» **Text block**:
◇ ◇ ◇ ◇ ◇ ◇ ◇

Lippmann–Dewey Debate
The Lippmann–Dewey Debate is a term applied in the late 20th century to a virtual debate between Walter Lippmann and John Dewey over the nature and viability of democracy and the role of the media in a world that was becoming more and more complicated.
Lippmann was worried that within democracies public opinion based on citizens mental constructs, termed pseudo-environments was moulded by the media and a range of stereotypes, and that this made the public poor arbiters of good decision making. He argued that democracies would tend to be driven by emotional reactions rather than informed understanding. The media and lack of time and the constraints of language add to the complications.
Dewey's response to this was not to dismiss Lippmann's worries but to argue for a reframing of democracy. It should, in his view, be not just a political system but rather an interconnected organism through which the citizenry can participate in a democracy which is both a form of social cooperation and an ethical ideal.

◇ ◇ ◇ ◇ ◇ ◇ ◇

» **Data provided**:
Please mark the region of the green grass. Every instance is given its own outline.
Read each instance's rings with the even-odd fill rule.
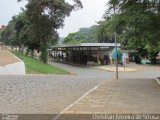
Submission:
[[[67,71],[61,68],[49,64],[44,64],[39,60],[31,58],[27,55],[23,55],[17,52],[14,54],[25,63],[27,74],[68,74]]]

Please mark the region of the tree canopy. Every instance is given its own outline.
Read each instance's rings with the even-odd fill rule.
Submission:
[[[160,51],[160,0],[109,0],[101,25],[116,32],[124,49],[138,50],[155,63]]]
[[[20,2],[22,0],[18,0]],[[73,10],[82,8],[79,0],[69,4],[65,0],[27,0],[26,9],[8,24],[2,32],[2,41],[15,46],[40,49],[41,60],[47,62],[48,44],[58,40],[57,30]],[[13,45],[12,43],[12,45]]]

◇ ◇ ◇ ◇ ◇ ◇ ◇

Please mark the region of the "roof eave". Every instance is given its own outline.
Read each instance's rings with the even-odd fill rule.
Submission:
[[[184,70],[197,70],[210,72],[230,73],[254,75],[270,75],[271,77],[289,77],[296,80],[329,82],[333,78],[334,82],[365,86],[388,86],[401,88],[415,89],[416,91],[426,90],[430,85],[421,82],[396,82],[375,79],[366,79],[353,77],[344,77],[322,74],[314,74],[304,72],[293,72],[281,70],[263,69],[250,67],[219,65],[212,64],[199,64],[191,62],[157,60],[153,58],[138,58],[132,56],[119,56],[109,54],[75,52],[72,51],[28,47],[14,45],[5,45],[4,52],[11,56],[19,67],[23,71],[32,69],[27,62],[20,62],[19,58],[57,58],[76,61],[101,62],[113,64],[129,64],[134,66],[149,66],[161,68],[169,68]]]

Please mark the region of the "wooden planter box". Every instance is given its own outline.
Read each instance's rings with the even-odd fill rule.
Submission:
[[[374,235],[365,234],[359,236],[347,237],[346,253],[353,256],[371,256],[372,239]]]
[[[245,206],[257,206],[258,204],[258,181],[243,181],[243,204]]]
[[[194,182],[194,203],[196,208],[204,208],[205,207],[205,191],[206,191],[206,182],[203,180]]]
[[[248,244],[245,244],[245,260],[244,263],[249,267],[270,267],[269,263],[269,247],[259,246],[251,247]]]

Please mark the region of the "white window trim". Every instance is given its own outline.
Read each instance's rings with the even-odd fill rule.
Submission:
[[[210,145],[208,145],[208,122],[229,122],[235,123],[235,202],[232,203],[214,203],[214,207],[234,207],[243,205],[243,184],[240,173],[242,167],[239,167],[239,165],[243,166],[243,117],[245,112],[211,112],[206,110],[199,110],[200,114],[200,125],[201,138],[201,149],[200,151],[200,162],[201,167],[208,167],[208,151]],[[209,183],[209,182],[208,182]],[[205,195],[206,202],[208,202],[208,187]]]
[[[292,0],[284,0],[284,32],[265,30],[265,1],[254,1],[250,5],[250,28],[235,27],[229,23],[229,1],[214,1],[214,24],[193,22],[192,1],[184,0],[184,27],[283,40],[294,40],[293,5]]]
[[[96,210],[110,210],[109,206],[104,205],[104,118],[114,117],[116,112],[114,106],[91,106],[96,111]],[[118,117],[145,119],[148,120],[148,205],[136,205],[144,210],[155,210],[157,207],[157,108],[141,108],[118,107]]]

◇ ◇ ◇ ◇ ◇ ◇ ◇

» **Stated problem A**: In the text on the Lippmann–Dewey Debate, what term is used for the citizens' mental constructs on which public opinion is based?
» **Stated problem B**: List the things that the text on the Lippmann–Dewey Debate says add to the complications.
» **Stated problem C**: Please print the part of the text on the Lippmann–Dewey Debate that opens with the words containing "Lippmann was worried" and closes with "to the complications.".

» **Complete answer A**: Pseudo-environments.

» **Complete answer B**: The media, lack of time, and the constraints of language.

» **Complete answer C**:
Lippmann was worried that within democracies public opinion based on citizens mental constructs, termed pseudo-environments was moulded by the media and a range of stereotypes, and that this made the public poor arbiters of good decision making. He argued that democracies would tend to be driven by emotional reactions rather than informed understanding. The media and lack of time and the constraints of language add to the complications.